Image outline annotation entries

━━━━━━━━━━━━━━━━━━━━

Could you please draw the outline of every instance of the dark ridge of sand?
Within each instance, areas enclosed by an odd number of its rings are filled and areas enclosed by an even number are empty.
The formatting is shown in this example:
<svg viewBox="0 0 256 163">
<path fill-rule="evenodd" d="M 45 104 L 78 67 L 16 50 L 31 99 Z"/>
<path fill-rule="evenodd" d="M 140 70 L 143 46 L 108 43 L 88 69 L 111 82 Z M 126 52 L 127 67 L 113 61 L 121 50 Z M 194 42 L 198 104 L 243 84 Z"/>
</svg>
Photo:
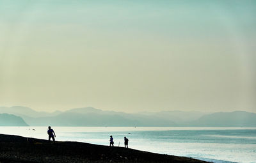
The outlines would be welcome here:
<svg viewBox="0 0 256 163">
<path fill-rule="evenodd" d="M 0 162 L 207 162 L 124 147 L 0 134 Z"/>
</svg>

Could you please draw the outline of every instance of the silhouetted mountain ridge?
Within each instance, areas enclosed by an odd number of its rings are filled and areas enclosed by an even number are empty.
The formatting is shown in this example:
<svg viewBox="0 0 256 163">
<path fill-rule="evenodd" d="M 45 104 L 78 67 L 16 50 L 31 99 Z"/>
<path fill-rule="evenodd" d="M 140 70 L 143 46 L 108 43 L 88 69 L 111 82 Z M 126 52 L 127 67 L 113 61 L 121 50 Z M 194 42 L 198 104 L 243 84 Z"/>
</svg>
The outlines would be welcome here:
<svg viewBox="0 0 256 163">
<path fill-rule="evenodd" d="M 256 127 L 256 114 L 245 111 L 212 113 L 166 111 L 126 113 L 88 107 L 47 113 L 16 106 L 0 107 L 0 113 L 20 116 L 31 126 Z"/>
<path fill-rule="evenodd" d="M 9 114 L 0 114 L 0 126 L 28 126 L 19 116 Z"/>
</svg>

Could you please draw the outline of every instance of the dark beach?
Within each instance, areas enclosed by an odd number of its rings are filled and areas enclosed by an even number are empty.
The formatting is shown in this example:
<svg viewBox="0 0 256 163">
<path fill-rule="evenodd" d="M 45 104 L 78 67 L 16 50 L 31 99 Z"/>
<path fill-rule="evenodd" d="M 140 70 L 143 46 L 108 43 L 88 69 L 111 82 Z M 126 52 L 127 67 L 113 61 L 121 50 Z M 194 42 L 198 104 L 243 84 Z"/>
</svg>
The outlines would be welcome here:
<svg viewBox="0 0 256 163">
<path fill-rule="evenodd" d="M 206 162 L 124 147 L 0 134 L 0 162 Z"/>
</svg>

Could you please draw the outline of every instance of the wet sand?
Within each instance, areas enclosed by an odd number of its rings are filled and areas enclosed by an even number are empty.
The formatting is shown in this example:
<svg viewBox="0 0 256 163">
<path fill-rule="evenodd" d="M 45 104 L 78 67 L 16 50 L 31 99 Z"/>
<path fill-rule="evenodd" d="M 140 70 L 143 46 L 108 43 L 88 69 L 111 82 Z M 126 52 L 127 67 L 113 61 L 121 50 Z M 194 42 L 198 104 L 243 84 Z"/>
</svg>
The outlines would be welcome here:
<svg viewBox="0 0 256 163">
<path fill-rule="evenodd" d="M 124 147 L 0 134 L 0 162 L 207 162 Z"/>
</svg>

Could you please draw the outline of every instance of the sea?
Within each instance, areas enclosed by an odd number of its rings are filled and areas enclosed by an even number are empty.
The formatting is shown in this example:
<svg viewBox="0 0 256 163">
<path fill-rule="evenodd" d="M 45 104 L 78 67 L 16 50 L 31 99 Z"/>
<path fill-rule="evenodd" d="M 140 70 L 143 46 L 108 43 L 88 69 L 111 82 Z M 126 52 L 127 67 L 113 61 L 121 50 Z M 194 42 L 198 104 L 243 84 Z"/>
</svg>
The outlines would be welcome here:
<svg viewBox="0 0 256 163">
<path fill-rule="evenodd" d="M 218 163 L 256 163 L 256 128 L 52 127 L 57 141 L 124 146 Z M 0 127 L 0 133 L 47 139 L 47 127 Z"/>
</svg>

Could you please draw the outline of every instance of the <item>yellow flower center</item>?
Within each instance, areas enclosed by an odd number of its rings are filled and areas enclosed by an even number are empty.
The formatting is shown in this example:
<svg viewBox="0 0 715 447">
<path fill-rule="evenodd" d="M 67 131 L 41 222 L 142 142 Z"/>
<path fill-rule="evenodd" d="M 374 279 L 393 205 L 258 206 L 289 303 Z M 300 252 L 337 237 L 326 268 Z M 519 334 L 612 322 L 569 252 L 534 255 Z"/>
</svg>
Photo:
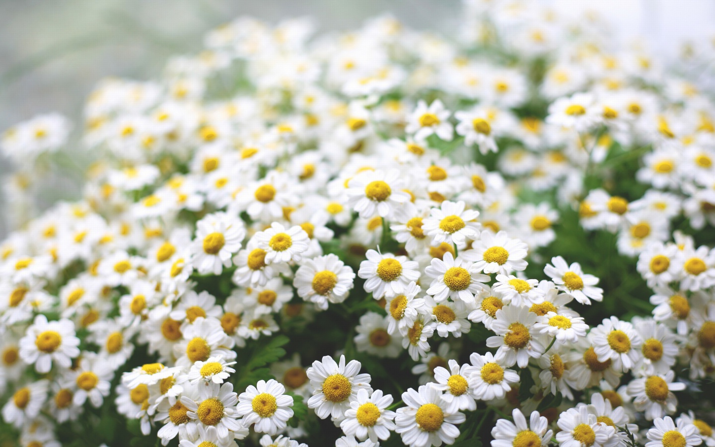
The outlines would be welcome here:
<svg viewBox="0 0 715 447">
<path fill-rule="evenodd" d="M 459 216 L 447 216 L 440 221 L 440 230 L 450 234 L 459 231 L 466 226 L 467 224 L 464 223 Z"/>
<path fill-rule="evenodd" d="M 646 396 L 651 401 L 663 402 L 668 398 L 668 383 L 657 375 L 646 379 Z"/>
<path fill-rule="evenodd" d="M 583 280 L 573 272 L 566 272 L 563 274 L 563 285 L 569 290 L 581 290 L 583 288 Z"/>
<path fill-rule="evenodd" d="M 37 335 L 35 345 L 43 353 L 54 353 L 62 343 L 62 337 L 54 330 L 46 330 Z"/>
<path fill-rule="evenodd" d="M 201 337 L 194 337 L 186 345 L 186 355 L 192 363 L 199 360 L 205 362 L 211 355 L 211 348 Z"/>
<path fill-rule="evenodd" d="M 663 447 L 685 447 L 686 444 L 685 436 L 677 430 L 666 431 L 663 435 Z"/>
<path fill-rule="evenodd" d="M 366 402 L 358 407 L 356 417 L 358 423 L 361 426 L 372 427 L 380 418 L 380 408 L 372 402 Z"/>
<path fill-rule="evenodd" d="M 509 285 L 514 288 L 514 290 L 519 293 L 524 293 L 525 292 L 528 292 L 531 290 L 531 286 L 529 283 L 523 280 L 519 280 L 514 278 L 513 280 L 509 280 Z"/>
<path fill-rule="evenodd" d="M 259 202 L 268 203 L 273 200 L 273 197 L 275 197 L 275 188 L 273 187 L 272 185 L 262 185 L 256 188 L 256 191 L 253 193 L 253 196 L 256 198 L 256 200 L 258 200 Z"/>
<path fill-rule="evenodd" d="M 402 264 L 396 259 L 387 257 L 378 263 L 378 276 L 386 283 L 394 281 L 402 275 Z"/>
<path fill-rule="evenodd" d="M 440 119 L 433 113 L 428 112 L 420 117 L 420 125 L 423 127 L 429 127 L 438 124 L 440 124 Z"/>
<path fill-rule="evenodd" d="M 462 396 L 467 392 L 469 383 L 467 379 L 459 374 L 453 374 L 447 379 L 447 386 L 449 387 L 449 392 L 453 396 Z"/>
<path fill-rule="evenodd" d="M 365 187 L 365 196 L 370 200 L 384 202 L 393 193 L 390 185 L 382 180 L 370 182 Z"/>
<path fill-rule="evenodd" d="M 437 318 L 437 321 L 448 325 L 457 318 L 453 310 L 448 306 L 443 304 L 438 305 L 432 308 L 432 313 Z"/>
<path fill-rule="evenodd" d="M 554 315 L 548 319 L 548 325 L 559 329 L 568 329 L 571 327 L 571 320 L 563 315 Z"/>
<path fill-rule="evenodd" d="M 342 402 L 352 392 L 350 381 L 342 374 L 329 375 L 322 383 L 322 393 L 330 402 Z"/>
<path fill-rule="evenodd" d="M 514 437 L 513 447 L 541 447 L 541 438 L 531 430 L 520 431 Z"/>
<path fill-rule="evenodd" d="M 685 262 L 684 266 L 689 275 L 697 276 L 708 269 L 705 262 L 699 257 L 691 257 Z"/>
<path fill-rule="evenodd" d="M 450 267 L 445 272 L 444 281 L 450 290 L 464 290 L 472 283 L 472 276 L 465 268 Z"/>
<path fill-rule="evenodd" d="M 315 293 L 328 295 L 337 284 L 337 275 L 330 270 L 322 270 L 315 273 L 312 280 L 312 289 Z"/>
<path fill-rule="evenodd" d="M 488 262 L 496 262 L 499 265 L 503 265 L 509 259 L 509 252 L 503 247 L 491 247 L 484 251 L 482 259 Z"/>
<path fill-rule="evenodd" d="M 521 323 L 509 325 L 509 332 L 504 335 L 504 344 L 515 349 L 526 348 L 530 340 L 531 334 L 529 333 L 529 330 Z"/>
<path fill-rule="evenodd" d="M 573 431 L 571 433 L 573 435 L 573 438 L 581 443 L 586 447 L 590 447 L 593 445 L 596 442 L 596 433 L 593 429 L 591 428 L 591 426 L 585 423 L 581 423 L 573 428 Z"/>
<path fill-rule="evenodd" d="M 270 418 L 278 409 L 275 397 L 267 393 L 261 393 L 251 401 L 253 412 L 262 418 Z"/>
<path fill-rule="evenodd" d="M 375 329 L 370 333 L 370 344 L 378 348 L 387 346 L 391 337 L 384 329 Z"/>
<path fill-rule="evenodd" d="M 277 252 L 285 251 L 292 245 L 293 240 L 287 233 L 277 233 L 268 241 L 268 245 Z"/>
<path fill-rule="evenodd" d="M 491 124 L 489 122 L 483 118 L 475 118 L 472 120 L 472 127 L 474 128 L 474 132 L 478 134 L 482 134 L 483 135 L 489 135 L 491 134 Z"/>
<path fill-rule="evenodd" d="M 606 338 L 608 345 L 618 353 L 627 353 L 631 350 L 631 339 L 622 330 L 611 330 Z"/>
<path fill-rule="evenodd" d="M 94 389 L 99 382 L 99 378 L 97 376 L 97 374 L 92 373 L 92 371 L 84 371 L 84 373 L 82 373 L 77 376 L 77 386 L 85 391 Z"/>
<path fill-rule="evenodd" d="M 623 197 L 613 196 L 608 199 L 607 206 L 611 212 L 623 215 L 628 211 L 628 200 Z"/>
<path fill-rule="evenodd" d="M 196 416 L 205 426 L 215 426 L 221 421 L 223 418 L 224 406 L 223 403 L 216 398 L 206 399 L 199 405 L 199 409 L 196 411 Z"/>
<path fill-rule="evenodd" d="M 445 415 L 442 408 L 434 403 L 425 403 L 417 409 L 415 421 L 425 431 L 436 431 L 442 426 Z"/>
</svg>

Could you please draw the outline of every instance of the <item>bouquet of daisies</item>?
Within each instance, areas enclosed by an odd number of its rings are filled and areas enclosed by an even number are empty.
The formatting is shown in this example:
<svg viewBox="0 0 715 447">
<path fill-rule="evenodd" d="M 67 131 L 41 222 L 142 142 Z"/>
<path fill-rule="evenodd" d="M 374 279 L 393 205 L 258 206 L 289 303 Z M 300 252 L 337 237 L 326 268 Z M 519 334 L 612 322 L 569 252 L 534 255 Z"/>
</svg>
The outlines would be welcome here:
<svg viewBox="0 0 715 447">
<path fill-rule="evenodd" d="M 460 20 L 242 17 L 6 130 L 3 445 L 715 446 L 713 49 Z"/>
</svg>

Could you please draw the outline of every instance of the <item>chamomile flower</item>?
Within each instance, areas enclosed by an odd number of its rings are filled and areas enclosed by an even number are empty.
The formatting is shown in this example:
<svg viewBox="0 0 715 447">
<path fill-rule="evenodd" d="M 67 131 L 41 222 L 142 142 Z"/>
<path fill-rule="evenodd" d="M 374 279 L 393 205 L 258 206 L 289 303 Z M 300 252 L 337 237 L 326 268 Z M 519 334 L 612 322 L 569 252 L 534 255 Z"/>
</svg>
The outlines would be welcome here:
<svg viewBox="0 0 715 447">
<path fill-rule="evenodd" d="M 285 388 L 271 379 L 258 380 L 255 386 L 248 385 L 245 392 L 238 396 L 236 413 L 243 416 L 246 426 L 255 424 L 257 433 L 275 435 L 286 427 L 286 423 L 293 416 L 293 398 L 284 394 Z"/>
<path fill-rule="evenodd" d="M 375 299 L 403 293 L 410 281 L 420 277 L 419 265 L 408 260 L 406 256 L 368 250 L 365 257 L 368 259 L 360 262 L 358 276 L 366 280 L 365 290 L 372 293 Z"/>
<path fill-rule="evenodd" d="M 344 418 L 360 390 L 373 390 L 370 375 L 360 374 L 360 365 L 355 360 L 345 365 L 345 355 L 340 355 L 340 363 L 328 355 L 313 362 L 306 372 L 313 388 L 313 395 L 307 401 L 308 408 L 315 410 L 321 419 L 328 416 Z"/>
<path fill-rule="evenodd" d="M 370 438 L 374 443 L 385 441 L 390 438 L 390 431 L 395 430 L 393 420 L 395 413 L 387 409 L 392 403 L 393 396 L 383 396 L 382 390 L 375 390 L 370 396 L 368 390 L 361 389 L 345 411 L 340 428 L 348 436 L 358 439 Z"/>
<path fill-rule="evenodd" d="M 591 300 L 601 301 L 603 299 L 603 289 L 596 287 L 598 278 L 583 273 L 578 262 L 569 265 L 561 256 L 552 257 L 551 262 L 553 265 L 546 264 L 543 272 L 556 283 L 557 289 L 573 297 L 581 304 L 591 304 Z"/>
<path fill-rule="evenodd" d="M 448 412 L 441 395 L 441 391 L 424 385 L 416 391 L 410 388 L 403 393 L 407 406 L 398 408 L 395 431 L 402 436 L 405 445 L 441 446 L 443 442 L 453 443 L 459 436 L 455 424 L 464 422 L 464 413 Z"/>
<path fill-rule="evenodd" d="M 19 342 L 20 358 L 35 370 L 49 373 L 52 363 L 69 368 L 72 358 L 79 355 L 79 339 L 75 335 L 74 323 L 69 320 L 47 321 L 44 315 L 35 317 Z"/>
</svg>

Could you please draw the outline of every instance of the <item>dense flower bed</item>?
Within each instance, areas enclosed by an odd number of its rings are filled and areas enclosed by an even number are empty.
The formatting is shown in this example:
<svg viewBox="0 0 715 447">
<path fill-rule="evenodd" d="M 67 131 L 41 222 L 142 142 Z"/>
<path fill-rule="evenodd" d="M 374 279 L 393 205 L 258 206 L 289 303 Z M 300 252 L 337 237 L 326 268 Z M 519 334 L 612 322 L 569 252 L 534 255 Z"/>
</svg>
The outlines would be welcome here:
<svg viewBox="0 0 715 447">
<path fill-rule="evenodd" d="M 6 212 L 94 162 L 0 245 L 0 441 L 715 446 L 712 50 L 531 5 L 240 18 L 7 130 Z"/>
</svg>

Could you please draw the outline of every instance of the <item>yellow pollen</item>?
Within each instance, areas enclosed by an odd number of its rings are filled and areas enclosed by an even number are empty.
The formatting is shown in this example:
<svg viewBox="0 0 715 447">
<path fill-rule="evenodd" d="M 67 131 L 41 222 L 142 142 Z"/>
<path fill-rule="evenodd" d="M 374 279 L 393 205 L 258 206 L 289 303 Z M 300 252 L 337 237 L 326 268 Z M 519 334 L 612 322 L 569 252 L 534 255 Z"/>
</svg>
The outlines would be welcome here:
<svg viewBox="0 0 715 447">
<path fill-rule="evenodd" d="M 699 257 L 691 257 L 686 260 L 685 262 L 685 265 L 684 265 L 684 268 L 689 275 L 693 275 L 694 276 L 697 276 L 708 270 L 707 266 L 705 265 L 705 262 Z"/>
<path fill-rule="evenodd" d="M 503 265 L 509 259 L 509 252 L 503 247 L 490 247 L 484 251 L 482 259 L 488 262 L 496 262 Z"/>
<path fill-rule="evenodd" d="M 365 196 L 370 200 L 384 202 L 393 193 L 390 185 L 382 180 L 370 182 L 365 187 Z"/>
<path fill-rule="evenodd" d="M 267 393 L 261 393 L 251 401 L 253 412 L 262 418 L 270 418 L 278 409 L 275 397 Z"/>
<path fill-rule="evenodd" d="M 495 296 L 488 296 L 482 300 L 481 310 L 491 318 L 496 316 L 496 311 L 504 307 L 501 300 Z"/>
<path fill-rule="evenodd" d="M 199 360 L 205 362 L 211 356 L 211 347 L 201 337 L 194 337 L 186 346 L 186 355 L 192 363 Z"/>
<path fill-rule="evenodd" d="M 644 357 L 657 362 L 663 357 L 663 343 L 655 338 L 649 338 L 643 343 L 641 350 Z"/>
<path fill-rule="evenodd" d="M 541 438 L 531 430 L 524 430 L 517 433 L 511 445 L 512 447 L 541 447 Z"/>
<path fill-rule="evenodd" d="M 358 423 L 365 427 L 372 427 L 380 418 L 380 408 L 372 402 L 367 402 L 358 407 Z"/>
<path fill-rule="evenodd" d="M 37 349 L 48 354 L 54 353 L 59 348 L 61 343 L 62 337 L 54 330 L 46 330 L 37 335 L 37 338 L 35 339 Z"/>
<path fill-rule="evenodd" d="M 518 293 L 524 293 L 531 290 L 531 286 L 528 283 L 517 278 L 509 280 L 509 285 L 514 288 L 514 290 Z"/>
<path fill-rule="evenodd" d="M 489 135 L 491 134 L 491 125 L 489 122 L 483 118 L 475 118 L 472 120 L 472 127 L 478 134 Z"/>
<path fill-rule="evenodd" d="M 277 252 L 285 251 L 292 245 L 293 240 L 287 233 L 277 233 L 268 241 L 268 245 Z"/>
<path fill-rule="evenodd" d="M 586 446 L 586 447 L 591 447 L 596 442 L 596 433 L 591 428 L 591 426 L 585 423 L 576 426 L 571 434 L 573 436 L 574 439 Z"/>
<path fill-rule="evenodd" d="M 378 348 L 387 346 L 392 337 L 384 329 L 375 329 L 370 333 L 370 344 Z"/>
<path fill-rule="evenodd" d="M 206 399 L 196 411 L 196 416 L 205 426 L 215 426 L 223 418 L 224 406 L 221 401 L 216 398 Z"/>
<path fill-rule="evenodd" d="M 438 124 L 440 124 L 440 119 L 433 113 L 425 113 L 420 117 L 420 125 L 423 127 L 429 127 Z"/>
<path fill-rule="evenodd" d="M 515 349 L 526 348 L 530 340 L 531 334 L 529 333 L 529 330 L 521 323 L 513 323 L 509 325 L 509 331 L 504 335 L 504 343 Z"/>
<path fill-rule="evenodd" d="M 447 178 L 447 171 L 433 164 L 427 168 L 427 175 L 432 182 L 441 182 Z"/>
<path fill-rule="evenodd" d="M 578 117 L 580 115 L 586 114 L 586 109 L 583 106 L 578 105 L 578 104 L 572 104 L 571 105 L 566 107 L 566 110 L 567 115 L 571 115 L 572 117 Z"/>
<path fill-rule="evenodd" d="M 378 264 L 378 276 L 386 283 L 394 281 L 402 275 L 402 264 L 396 259 L 387 257 Z"/>
<path fill-rule="evenodd" d="M 628 211 L 628 200 L 623 197 L 613 196 L 608 199 L 608 210 L 617 215 L 623 215 Z"/>
<path fill-rule="evenodd" d="M 107 352 L 110 354 L 114 354 L 119 352 L 122 349 L 122 345 L 124 343 L 124 337 L 121 332 L 114 332 L 109 334 L 109 336 L 107 338 L 107 343 L 104 344 L 104 347 L 107 348 Z"/>
<path fill-rule="evenodd" d="M 442 408 L 434 403 L 425 403 L 417 409 L 415 421 L 425 431 L 436 431 L 442 426 L 445 416 Z"/>
<path fill-rule="evenodd" d="M 462 396 L 467 392 L 469 383 L 467 382 L 467 379 L 461 375 L 454 374 L 447 379 L 447 386 L 449 387 L 449 392 L 453 396 Z"/>
<path fill-rule="evenodd" d="M 611 330 L 606 339 L 608 341 L 608 345 L 611 346 L 611 349 L 620 354 L 631 350 L 631 340 L 626 335 L 626 333 L 622 330 Z"/>
<path fill-rule="evenodd" d="M 189 416 L 186 414 L 188 411 L 189 408 L 184 406 L 181 402 L 177 401 L 174 406 L 169 408 L 169 419 L 177 426 L 186 423 L 189 421 Z"/>
<path fill-rule="evenodd" d="M 663 447 L 685 447 L 687 443 L 684 436 L 677 430 L 671 430 L 663 434 Z"/>
<path fill-rule="evenodd" d="M 322 383 L 322 393 L 330 402 L 342 402 L 352 392 L 350 380 L 342 374 L 329 375 Z"/>
<path fill-rule="evenodd" d="M 559 329 L 568 329 L 571 327 L 571 320 L 563 315 L 554 315 L 548 319 L 548 325 Z"/>
<path fill-rule="evenodd" d="M 99 382 L 99 378 L 97 376 L 97 374 L 92 373 L 92 371 L 84 371 L 84 373 L 82 373 L 77 376 L 77 386 L 85 391 L 94 389 Z"/>
<path fill-rule="evenodd" d="M 569 290 L 581 290 L 583 288 L 583 280 L 573 272 L 566 272 L 561 279 Z"/>
</svg>

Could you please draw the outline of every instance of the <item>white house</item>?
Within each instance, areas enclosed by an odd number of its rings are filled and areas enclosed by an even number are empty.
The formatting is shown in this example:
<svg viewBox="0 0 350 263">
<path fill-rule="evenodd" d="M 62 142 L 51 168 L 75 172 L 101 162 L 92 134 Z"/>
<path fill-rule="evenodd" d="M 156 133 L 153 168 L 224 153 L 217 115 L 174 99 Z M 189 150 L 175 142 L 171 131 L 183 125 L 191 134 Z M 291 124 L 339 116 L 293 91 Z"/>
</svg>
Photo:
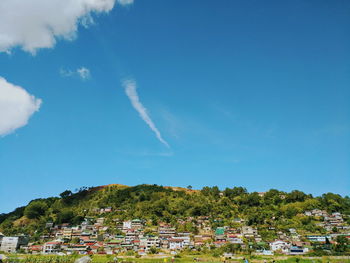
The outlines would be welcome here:
<svg viewBox="0 0 350 263">
<path fill-rule="evenodd" d="M 288 253 L 290 248 L 290 243 L 276 240 L 270 243 L 270 248 L 272 251 L 281 251 L 282 253 Z"/>
<path fill-rule="evenodd" d="M 1 251 L 14 253 L 20 246 L 28 244 L 28 238 L 25 236 L 18 237 L 3 237 L 1 241 Z"/>
<path fill-rule="evenodd" d="M 57 241 L 46 242 L 43 246 L 43 253 L 56 254 L 60 252 L 60 249 L 61 249 L 61 242 L 57 242 Z"/>
<path fill-rule="evenodd" d="M 177 250 L 190 245 L 190 237 L 173 237 L 169 240 L 169 249 Z"/>
</svg>

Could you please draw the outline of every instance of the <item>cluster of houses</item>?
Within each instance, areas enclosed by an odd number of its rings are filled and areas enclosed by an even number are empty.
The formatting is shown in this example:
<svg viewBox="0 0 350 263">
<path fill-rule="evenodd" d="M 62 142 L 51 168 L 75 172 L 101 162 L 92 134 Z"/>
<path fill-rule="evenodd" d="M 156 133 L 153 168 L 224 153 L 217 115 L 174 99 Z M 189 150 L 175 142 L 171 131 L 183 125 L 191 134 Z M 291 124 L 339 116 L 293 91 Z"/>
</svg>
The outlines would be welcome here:
<svg viewBox="0 0 350 263">
<path fill-rule="evenodd" d="M 107 209 L 107 210 L 106 210 Z M 104 208 L 100 213 L 110 212 Z M 243 219 L 235 219 L 237 227 L 212 228 L 209 217 L 195 218 L 197 233 L 179 232 L 167 223 L 159 223 L 157 227 L 147 227 L 147 222 L 140 219 L 127 221 L 111 220 L 106 218 L 86 217 L 78 226 L 69 224 L 54 225 L 47 223 L 47 235 L 42 236 L 40 242 L 29 243 L 27 236 L 5 237 L 0 233 L 0 251 L 15 253 L 19 250 L 32 254 L 116 254 L 132 251 L 139 255 L 157 253 L 159 251 L 176 254 L 184 249 L 200 250 L 218 248 L 227 244 L 234 244 L 239 249 L 255 249 L 257 253 L 272 255 L 284 253 L 299 255 L 309 252 L 310 244 L 314 242 L 326 243 L 335 240 L 337 235 L 345 235 L 346 224 L 340 213 L 327 214 L 325 211 L 312 210 L 305 212 L 307 216 L 323 218 L 323 226 L 330 225 L 341 229 L 339 233 L 328 235 L 301 236 L 296 229 L 289 229 L 289 233 L 277 232 L 278 239 L 265 242 L 258 229 L 246 226 Z M 191 222 L 193 218 L 180 220 L 181 224 Z M 273 227 L 269 230 L 275 231 Z M 116 234 L 118 233 L 118 234 Z"/>
<path fill-rule="evenodd" d="M 305 215 L 323 219 L 322 222 L 318 223 L 318 226 L 325 228 L 327 231 L 336 230 L 341 232 L 350 230 L 350 226 L 345 224 L 343 215 L 339 212 L 328 214 L 327 211 L 314 209 L 312 211 L 305 211 Z"/>
</svg>

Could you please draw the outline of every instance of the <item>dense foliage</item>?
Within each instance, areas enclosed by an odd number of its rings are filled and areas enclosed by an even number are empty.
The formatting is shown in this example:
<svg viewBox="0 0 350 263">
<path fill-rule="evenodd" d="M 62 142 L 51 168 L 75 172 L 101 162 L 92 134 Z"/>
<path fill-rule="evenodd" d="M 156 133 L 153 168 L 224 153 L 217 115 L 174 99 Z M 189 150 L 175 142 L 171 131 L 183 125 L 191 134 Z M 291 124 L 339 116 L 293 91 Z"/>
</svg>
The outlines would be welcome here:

━━━━━━━━━━━━━━━━━━━━

■ Request ■
Copy out the lines from the one containing "the <item>dense foliage</item>?" through the end of the records, changing "dense foliage" to "thick vegetation" and leaving everything else unaltered.

■ Reply ■
Could you please draw the outline of every instance of the <item>thick vegetation</item>?
Within each instance, areas enclosed by an odd number of its rings are filled and areas enclosed by an even number are empty.
The formatting is shown in this example:
<svg viewBox="0 0 350 263">
<path fill-rule="evenodd" d="M 62 142 L 51 168 L 75 172 L 101 162 L 92 134 Z"/>
<path fill-rule="evenodd" d="M 156 133 L 153 168 L 224 153 L 217 115 L 174 99 Z M 189 150 L 175 142 L 171 131 L 183 125 L 191 134 Z M 291 124 L 339 116 L 293 91 Z"/>
</svg>
The outlines would be welcome here:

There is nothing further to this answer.